#### EXCERTO
Falta de trabalhadores ameaça retoma da indústria portuguesa
Do têxtil ao calçado, da construção ao mobiliário, os industriais queixam-se da dificuldade em recrutar mão-de-obra e do “estigma” que afasta os jovens dos chamados setores tradicionais.
A falta de trabalhadores está a ameaçar a recuperação dos setores mais “tradicionais” da economia portuguesa, do têxtil ao calçado, construção ou mobiliário, num problema que não é novo, mas se agravou com a retoma pós confinamento.
Em declarações à agência Lusa, representantes de várias associações setoriais defenderam a urgência de políticas de incentivo à contratação de profissionais, para que a escassez de recursos humanos não ponha em causa a recuperação económica daquelas atividades, a par de campanhas de valorização destes setores, muito afetados por “estigmas” e “estereótipos” que os tornam pouco atrativos para os mais jovens.
Segundo o diretor executivo da Associação Portuguesa das Indústrias de Mobiliário e Afins (APIMA), “o cluster debate-se com uma grande dificuldade de atração de talento, registando-se um preocupante envelhecimento da mão-de-obra atualmente empregada nestes setores”.
“Além do desafio atual, que leva já dezenas de empresas a recusarem encomendas por ausência de colaboradores que permitam dar resposta, prevemos um agravamento deste cenário pela incapacidade de renovação de geração atual por jovens especializados”, refere Gualter Morgado.
Embora “as dificuldades sejam transversais”, o responsável precisa que “têm particular incidência em posições que exigem alguma especialização, nomeadamente marcenaria, tornearia e estofagem, entre outros”. “As consequências imediatas são a recusa de encomendas e de novos clientes o que, inevitavelmente, provoca constrangimentos ao crescimento das empresas e do próprio setor”, refere.
As consequências imediatas são a recusa de encomendas e de novos clientes o que, inevitavelmente, provoca constrangimentos ao crescimento das empresas e do próprio setor.
O dirigente associativo alerta para que, numa fase de retoma como a que se vive atualmente, em que o setor se está novamente a promover internacionalmente nos grandes fóruns internacionais, “é muito preocupante que, depois, não possa ser dado o devido seguimento aos contactos e pedidos de encomenda”.

#### INFORMAÇÃO EXTRAÍDA

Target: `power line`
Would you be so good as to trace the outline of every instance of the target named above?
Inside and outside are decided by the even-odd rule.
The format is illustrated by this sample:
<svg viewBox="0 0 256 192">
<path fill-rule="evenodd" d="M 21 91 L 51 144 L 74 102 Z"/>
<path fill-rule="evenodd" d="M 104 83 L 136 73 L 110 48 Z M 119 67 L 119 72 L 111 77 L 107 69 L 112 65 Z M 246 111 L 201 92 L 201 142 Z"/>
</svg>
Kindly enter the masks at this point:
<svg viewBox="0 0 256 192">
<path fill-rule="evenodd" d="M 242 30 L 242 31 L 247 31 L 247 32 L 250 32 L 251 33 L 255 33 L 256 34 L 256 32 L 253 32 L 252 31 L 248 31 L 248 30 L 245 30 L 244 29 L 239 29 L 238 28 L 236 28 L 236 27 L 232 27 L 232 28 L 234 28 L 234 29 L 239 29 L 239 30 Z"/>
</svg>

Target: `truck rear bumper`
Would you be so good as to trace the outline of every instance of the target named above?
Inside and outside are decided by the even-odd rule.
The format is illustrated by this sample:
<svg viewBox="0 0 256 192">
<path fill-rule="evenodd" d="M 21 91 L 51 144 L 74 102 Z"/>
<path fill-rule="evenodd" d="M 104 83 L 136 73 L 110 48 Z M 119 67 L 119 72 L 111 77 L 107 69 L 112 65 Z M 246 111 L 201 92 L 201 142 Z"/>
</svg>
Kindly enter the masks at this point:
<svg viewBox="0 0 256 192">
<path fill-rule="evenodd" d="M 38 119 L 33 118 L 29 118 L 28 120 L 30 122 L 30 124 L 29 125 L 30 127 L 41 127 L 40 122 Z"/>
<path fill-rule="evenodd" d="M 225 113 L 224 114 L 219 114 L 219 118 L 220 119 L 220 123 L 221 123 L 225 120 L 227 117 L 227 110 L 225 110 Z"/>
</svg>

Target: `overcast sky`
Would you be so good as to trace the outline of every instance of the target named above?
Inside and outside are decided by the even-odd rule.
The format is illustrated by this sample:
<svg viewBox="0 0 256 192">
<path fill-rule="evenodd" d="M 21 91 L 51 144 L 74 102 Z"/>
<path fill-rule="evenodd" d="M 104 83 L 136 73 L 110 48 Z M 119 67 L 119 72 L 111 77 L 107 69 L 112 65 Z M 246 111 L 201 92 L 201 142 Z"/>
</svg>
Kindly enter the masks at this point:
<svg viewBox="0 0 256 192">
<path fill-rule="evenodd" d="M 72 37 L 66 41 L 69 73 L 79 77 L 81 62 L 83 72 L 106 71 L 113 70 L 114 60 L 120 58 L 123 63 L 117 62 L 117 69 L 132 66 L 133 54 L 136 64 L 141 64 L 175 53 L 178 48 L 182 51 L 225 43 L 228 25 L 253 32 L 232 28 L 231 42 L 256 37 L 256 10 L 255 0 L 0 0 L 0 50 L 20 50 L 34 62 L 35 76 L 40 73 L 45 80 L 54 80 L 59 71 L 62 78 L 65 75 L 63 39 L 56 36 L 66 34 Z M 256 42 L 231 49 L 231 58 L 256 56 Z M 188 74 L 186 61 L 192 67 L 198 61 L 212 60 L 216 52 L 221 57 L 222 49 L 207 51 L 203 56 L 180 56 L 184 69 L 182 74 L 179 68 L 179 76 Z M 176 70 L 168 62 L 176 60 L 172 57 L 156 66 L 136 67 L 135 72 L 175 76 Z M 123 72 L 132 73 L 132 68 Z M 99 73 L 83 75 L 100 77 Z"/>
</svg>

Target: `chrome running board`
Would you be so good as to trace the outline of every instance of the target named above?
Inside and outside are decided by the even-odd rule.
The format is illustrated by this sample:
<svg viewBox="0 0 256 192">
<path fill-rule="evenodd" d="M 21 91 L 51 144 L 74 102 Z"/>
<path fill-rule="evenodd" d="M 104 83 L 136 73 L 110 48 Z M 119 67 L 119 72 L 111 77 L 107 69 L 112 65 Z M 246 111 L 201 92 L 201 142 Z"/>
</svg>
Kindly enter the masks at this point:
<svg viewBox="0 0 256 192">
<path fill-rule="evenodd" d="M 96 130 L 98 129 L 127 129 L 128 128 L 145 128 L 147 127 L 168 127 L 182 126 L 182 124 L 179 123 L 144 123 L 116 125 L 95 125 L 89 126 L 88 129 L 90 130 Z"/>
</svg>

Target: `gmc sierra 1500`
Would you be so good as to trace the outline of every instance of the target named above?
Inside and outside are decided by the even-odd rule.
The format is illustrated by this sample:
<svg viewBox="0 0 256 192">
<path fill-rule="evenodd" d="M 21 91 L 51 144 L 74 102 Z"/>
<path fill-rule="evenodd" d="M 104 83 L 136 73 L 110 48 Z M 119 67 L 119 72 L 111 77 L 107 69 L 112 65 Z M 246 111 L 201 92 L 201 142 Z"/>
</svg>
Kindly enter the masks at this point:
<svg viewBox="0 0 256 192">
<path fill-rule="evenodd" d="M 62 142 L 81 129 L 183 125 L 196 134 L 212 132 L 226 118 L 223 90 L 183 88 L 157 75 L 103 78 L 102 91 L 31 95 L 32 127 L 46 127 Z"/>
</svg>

#### OBJETIVOS
a. Copia a passagem do excerto desde "A falta de trabalhadores" até "os mais jovens.", inclusive, e substitui "escassez" por "carência".
b. Indica os setores da indústria que o excerto aponta como afetados pela falta de trabalhadores.
As entradas não têm nada a ver com o excerto.

#### RESULTADOS POR TAREFA
a.
A falta de trabalhadores está a ameaçar a recuperação dos setores mais “tradicionais” da economia portuguesa, do têxtil ao calçado, construção ou mobiliário, num problema que não é novo, mas se agravou com a retoma pós confinamento.
Em declarações à agência Lusa, representantes de várias associações setoriais defenderam a urgência de políticas de incentivo à contratação de profissionais, para que a carência de recursos humanos não ponha em causa a recuperação económica daquelas atividades, a par de campanhas de valorização destes setores, muito afetados por “estigmas” e “estereótipos” que os tornam pouco atrativos para os mais jovens.

b. Têxtil, calçado, construção e mobiliário.